Dataset.
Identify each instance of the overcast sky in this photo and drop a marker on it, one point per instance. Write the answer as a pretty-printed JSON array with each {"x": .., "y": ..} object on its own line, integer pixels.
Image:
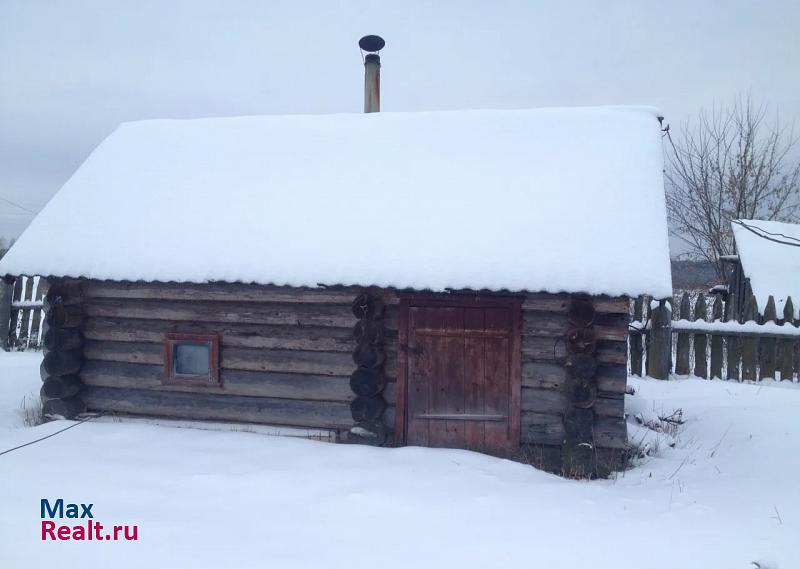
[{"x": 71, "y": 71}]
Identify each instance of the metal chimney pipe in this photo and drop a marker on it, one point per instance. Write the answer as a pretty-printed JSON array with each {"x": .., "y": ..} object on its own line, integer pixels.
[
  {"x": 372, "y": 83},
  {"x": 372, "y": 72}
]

--

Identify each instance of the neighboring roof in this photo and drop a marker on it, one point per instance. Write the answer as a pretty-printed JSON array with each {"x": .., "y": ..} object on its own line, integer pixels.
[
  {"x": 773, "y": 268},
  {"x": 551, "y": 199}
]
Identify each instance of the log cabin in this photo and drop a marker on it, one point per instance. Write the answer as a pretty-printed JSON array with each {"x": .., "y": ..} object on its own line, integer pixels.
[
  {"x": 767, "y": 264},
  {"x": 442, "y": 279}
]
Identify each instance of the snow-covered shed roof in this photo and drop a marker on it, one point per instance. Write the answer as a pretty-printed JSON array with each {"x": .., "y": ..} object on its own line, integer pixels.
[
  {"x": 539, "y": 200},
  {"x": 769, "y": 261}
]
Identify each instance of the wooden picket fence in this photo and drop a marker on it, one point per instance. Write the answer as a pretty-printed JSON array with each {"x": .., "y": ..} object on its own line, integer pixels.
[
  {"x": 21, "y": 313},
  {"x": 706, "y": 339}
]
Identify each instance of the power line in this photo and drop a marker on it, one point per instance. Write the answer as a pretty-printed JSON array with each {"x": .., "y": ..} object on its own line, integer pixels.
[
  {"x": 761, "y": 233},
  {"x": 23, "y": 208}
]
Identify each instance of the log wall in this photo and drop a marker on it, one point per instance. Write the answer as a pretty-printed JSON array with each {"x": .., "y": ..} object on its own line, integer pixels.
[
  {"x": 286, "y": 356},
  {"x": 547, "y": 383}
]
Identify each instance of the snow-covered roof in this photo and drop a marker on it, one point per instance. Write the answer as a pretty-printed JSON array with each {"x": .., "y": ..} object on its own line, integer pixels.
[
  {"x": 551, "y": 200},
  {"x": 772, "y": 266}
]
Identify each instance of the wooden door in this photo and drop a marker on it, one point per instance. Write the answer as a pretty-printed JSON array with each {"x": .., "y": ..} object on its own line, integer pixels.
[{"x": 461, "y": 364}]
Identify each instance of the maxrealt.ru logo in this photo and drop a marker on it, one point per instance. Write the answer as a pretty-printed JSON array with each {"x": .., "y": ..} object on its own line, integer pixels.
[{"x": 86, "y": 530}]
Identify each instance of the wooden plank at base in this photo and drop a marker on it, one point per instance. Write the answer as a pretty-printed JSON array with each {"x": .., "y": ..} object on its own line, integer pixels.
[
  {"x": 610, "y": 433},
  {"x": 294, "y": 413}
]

* * *

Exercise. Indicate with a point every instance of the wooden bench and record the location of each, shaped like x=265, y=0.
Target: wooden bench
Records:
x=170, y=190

What is asked.
Rewrite the lines starting at the line containing "Exercise. Indicate with" and ending at the line containing "x=170, y=190", swapping "wooden bench" for "park bench" and changing nothing else. Give only those lines.

Exercise answer.
Exercise. Indicate with a point every instance of the park bench and record the location of each, shaped like x=265, y=0.
Target: park bench
Records:
x=170, y=190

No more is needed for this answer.